#### Data lines
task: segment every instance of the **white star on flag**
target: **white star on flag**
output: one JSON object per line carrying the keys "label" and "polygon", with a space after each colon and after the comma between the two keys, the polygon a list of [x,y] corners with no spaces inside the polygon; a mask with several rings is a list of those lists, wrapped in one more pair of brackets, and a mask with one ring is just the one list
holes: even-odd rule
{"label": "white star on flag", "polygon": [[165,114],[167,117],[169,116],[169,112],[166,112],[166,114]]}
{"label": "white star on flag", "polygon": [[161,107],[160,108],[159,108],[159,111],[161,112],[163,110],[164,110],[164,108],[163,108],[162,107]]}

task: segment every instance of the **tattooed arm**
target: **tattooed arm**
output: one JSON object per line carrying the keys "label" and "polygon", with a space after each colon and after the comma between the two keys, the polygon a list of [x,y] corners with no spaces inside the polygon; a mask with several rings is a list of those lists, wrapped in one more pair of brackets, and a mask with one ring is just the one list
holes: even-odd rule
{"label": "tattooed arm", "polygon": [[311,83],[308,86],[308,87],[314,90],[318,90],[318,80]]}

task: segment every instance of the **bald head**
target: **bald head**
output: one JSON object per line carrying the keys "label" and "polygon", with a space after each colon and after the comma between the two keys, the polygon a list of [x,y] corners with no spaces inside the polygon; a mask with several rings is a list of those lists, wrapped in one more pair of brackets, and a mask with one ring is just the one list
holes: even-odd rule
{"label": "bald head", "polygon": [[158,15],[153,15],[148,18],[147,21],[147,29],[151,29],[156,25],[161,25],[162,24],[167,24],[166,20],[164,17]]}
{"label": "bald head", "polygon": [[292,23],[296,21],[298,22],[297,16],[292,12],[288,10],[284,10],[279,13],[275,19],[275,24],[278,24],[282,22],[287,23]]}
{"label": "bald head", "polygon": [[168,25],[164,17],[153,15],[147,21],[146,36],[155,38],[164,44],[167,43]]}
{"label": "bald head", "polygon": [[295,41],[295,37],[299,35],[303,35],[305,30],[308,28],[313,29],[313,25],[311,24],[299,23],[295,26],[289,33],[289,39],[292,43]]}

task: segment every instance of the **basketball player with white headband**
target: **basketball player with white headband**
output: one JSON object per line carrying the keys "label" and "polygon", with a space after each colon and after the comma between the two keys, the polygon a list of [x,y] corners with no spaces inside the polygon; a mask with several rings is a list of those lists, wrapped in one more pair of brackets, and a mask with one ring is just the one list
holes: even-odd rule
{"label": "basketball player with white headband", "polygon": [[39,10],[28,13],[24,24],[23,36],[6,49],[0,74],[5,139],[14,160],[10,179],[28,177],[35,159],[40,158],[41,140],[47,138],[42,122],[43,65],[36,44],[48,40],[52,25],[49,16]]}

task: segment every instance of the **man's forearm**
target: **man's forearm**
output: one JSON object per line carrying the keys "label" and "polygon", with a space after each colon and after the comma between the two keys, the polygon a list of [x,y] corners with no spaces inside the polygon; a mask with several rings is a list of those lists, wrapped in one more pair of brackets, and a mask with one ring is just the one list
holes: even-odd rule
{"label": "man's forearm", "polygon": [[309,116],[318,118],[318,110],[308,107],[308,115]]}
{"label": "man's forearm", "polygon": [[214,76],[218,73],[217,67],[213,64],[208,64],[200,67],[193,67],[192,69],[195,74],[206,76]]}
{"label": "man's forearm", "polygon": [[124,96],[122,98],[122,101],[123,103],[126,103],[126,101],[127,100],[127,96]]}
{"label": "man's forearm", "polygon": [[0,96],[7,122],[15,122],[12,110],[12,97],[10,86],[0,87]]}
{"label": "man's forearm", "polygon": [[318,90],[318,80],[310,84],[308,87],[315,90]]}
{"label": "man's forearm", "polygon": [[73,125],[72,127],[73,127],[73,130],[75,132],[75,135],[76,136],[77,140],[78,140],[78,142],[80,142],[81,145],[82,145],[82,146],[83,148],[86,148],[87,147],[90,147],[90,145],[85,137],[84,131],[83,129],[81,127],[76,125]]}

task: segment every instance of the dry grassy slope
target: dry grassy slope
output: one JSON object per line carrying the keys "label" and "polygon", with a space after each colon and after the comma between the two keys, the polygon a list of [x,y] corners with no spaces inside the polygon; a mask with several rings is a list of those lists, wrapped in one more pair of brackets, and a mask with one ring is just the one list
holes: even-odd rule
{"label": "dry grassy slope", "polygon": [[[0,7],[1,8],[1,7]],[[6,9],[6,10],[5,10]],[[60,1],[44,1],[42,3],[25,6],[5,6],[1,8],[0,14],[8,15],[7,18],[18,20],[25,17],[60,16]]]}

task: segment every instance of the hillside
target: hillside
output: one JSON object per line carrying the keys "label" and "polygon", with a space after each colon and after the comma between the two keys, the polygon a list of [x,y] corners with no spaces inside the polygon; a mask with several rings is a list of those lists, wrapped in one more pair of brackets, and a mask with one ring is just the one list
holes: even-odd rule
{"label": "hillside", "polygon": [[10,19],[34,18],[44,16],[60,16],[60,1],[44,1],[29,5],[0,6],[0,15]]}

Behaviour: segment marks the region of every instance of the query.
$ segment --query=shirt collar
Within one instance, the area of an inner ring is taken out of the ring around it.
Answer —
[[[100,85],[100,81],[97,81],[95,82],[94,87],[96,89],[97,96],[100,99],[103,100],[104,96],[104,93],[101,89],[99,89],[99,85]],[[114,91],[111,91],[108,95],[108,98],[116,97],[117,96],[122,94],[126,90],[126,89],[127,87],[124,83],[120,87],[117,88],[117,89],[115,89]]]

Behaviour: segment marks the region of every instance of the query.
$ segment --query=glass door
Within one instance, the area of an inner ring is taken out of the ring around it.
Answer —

#### The request
Please put every line of the items above into a numbered list, leaving out the blank lines.

#### Task solution
1. task: segment every instance of the **white star on flag**
2. target: **white star on flag**
3. output: one JSON object per line carrying the keys "label" and "polygon", with a space after each colon and after the comma between the two keys, the polygon a list of [x,y] corners with no spaces inside the polygon; a mask with several rings is a list of those lists, wrapped in one more pair of brackets, and a mask with one ring is just the one list
4. holes: even-odd rule
5. {"label": "white star on flag", "polygon": [[165,114],[167,117],[169,116],[169,112],[166,112],[166,114]]}
6. {"label": "white star on flag", "polygon": [[161,107],[160,108],[159,108],[159,111],[161,112],[163,110],[164,110],[164,108],[163,108],[162,107]]}
7. task: segment every instance of the **tattooed arm**
8. target: **tattooed arm**
9. output: one JSON object per line carrying the keys "label" and "polygon", with a space after each colon and after the comma between the two keys, the polygon a list of [x,y] corners with no spaces inside the polygon; a mask with several rings is a list of those lists, wrapped in one more pair of brackets, and a mask with one ring is just the one list
10. holes: even-odd rule
11. {"label": "tattooed arm", "polygon": [[311,83],[308,86],[308,87],[314,90],[318,90],[318,80]]}
12. task: segment every instance of the **bald head**
13. target: **bald head**
14. output: one JSON object per line carrying the keys "label" and "polygon", with a space after each colon and after the comma between the two keys, the polygon a list of [x,y] corners with no spaces inside the polygon; a mask with several rings is a list of those lists, wrapped in one more pair of brackets, and a mask with one ring is just the one list
15. holes: even-odd rule
16. {"label": "bald head", "polygon": [[158,15],[153,15],[148,18],[147,21],[147,29],[151,29],[156,25],[161,25],[162,24],[167,24],[166,20],[164,17]]}
17. {"label": "bald head", "polygon": [[292,23],[296,21],[298,22],[297,16],[292,12],[288,10],[284,10],[279,13],[275,19],[275,24],[278,24],[282,22],[287,23]]}
18. {"label": "bald head", "polygon": [[168,25],[164,17],[153,15],[147,21],[146,36],[155,38],[164,44],[167,43]]}
19. {"label": "bald head", "polygon": [[295,41],[295,37],[299,35],[303,35],[305,30],[308,28],[313,29],[313,25],[311,24],[299,23],[295,26],[289,33],[289,39],[292,43]]}
20. task: segment every instance of the **basketball player with white headband**
21. target: **basketball player with white headband**
22. output: one JSON object per line carrying the keys "label" and "polygon", with a space after each colon and after the comma between the two keys, the polygon a list of [x,y] corners with no spaces inside the polygon; a mask with several rings is a list of those lists, wrapped in one more pair of brackets, and a mask with one ring is just the one list
23. holes: even-odd rule
24. {"label": "basketball player with white headband", "polygon": [[39,10],[28,13],[24,24],[23,36],[6,49],[0,74],[5,139],[14,160],[10,179],[28,177],[35,159],[40,158],[41,140],[47,138],[42,122],[43,65],[36,44],[48,40],[52,25],[49,16]]}
25. task: segment every instance of the **man's forearm**
26. target: **man's forearm**
27. output: one JSON object per line carrying the keys "label" and "polygon", with a space after each colon and after the comma between the two keys, the polygon a list of [x,y] corners with no spaces inside the polygon; a mask with several rings is a list of those lists, wrapped in one more pair of brackets, and a mask with one ring is just the one list
28. holes: even-odd rule
29. {"label": "man's forearm", "polygon": [[309,116],[318,118],[318,110],[308,107],[308,115]]}
30. {"label": "man's forearm", "polygon": [[214,76],[218,73],[217,67],[213,64],[208,64],[200,67],[193,67],[192,69],[195,74],[206,76]]}
31. {"label": "man's forearm", "polygon": [[124,96],[122,98],[122,101],[123,103],[126,103],[126,101],[127,100],[127,96]]}
32. {"label": "man's forearm", "polygon": [[0,96],[7,122],[15,122],[12,110],[12,97],[10,86],[0,87]]}
33. {"label": "man's forearm", "polygon": [[318,90],[318,80],[310,84],[308,87],[315,90]]}
34. {"label": "man's forearm", "polygon": [[73,125],[72,127],[73,127],[73,130],[75,132],[75,135],[76,136],[77,140],[78,140],[78,142],[80,142],[81,145],[82,145],[82,146],[83,148],[86,148],[87,147],[90,147],[90,145],[85,137],[84,131],[83,129],[81,127],[76,125]]}
35. task: segment every instance of the dry grassy slope
36. target: dry grassy slope
37. output: one JSON object per line carrying the keys "label" and "polygon", with a space after each colon and after the comma between the two keys, the polygon a list of [x,y] corners with no spaces inside the polygon; a mask with several rings is a list of those lists, wrapped in one more pair of brackets, and a mask with one ring is just the one list
38. holes: even-odd rule
39. {"label": "dry grassy slope", "polygon": [[[0,7],[1,8],[1,7]],[[6,9],[6,10],[5,10]],[[60,1],[44,1],[42,3],[25,6],[5,6],[1,8],[0,14],[8,15],[7,18],[18,20],[25,17],[60,16]]]}
40. task: segment every instance of the hillside
41. target: hillside
42. output: one JSON object per line carrying the keys "label" and "polygon", with a space after each colon and after the comma between the two keys, the polygon a list of [x,y] corners with no spaces inside the polygon; a mask with several rings is a list of those lists, wrapped in one more pair of brackets, and a mask with one ring is just the one list
43. holes: even-odd rule
44. {"label": "hillside", "polygon": [[10,19],[34,18],[44,16],[60,16],[60,1],[44,1],[29,5],[0,6],[0,15]]}
45. Behaviour: segment marks the region of every instance of the query.
46. $ segment --query=shirt collar
47. Within one instance, the area of an inner ring is taken out of the ring around it.
48. Answer —
49. [[[100,85],[100,81],[97,81],[95,82],[94,87],[96,89],[97,96],[100,99],[103,100],[104,96],[104,93],[101,89],[99,89],[99,85]],[[114,91],[111,91],[108,95],[108,98],[116,97],[117,96],[122,94],[126,90],[126,89],[127,87],[124,83],[120,87],[117,88],[117,89],[115,89]]]
50. Behaviour: segment marks the region of every instance of the query.
51. $ segment --query=glass door
52. Within one instance, the area of an inner ring is taken out of the ring around it.
53. Answer —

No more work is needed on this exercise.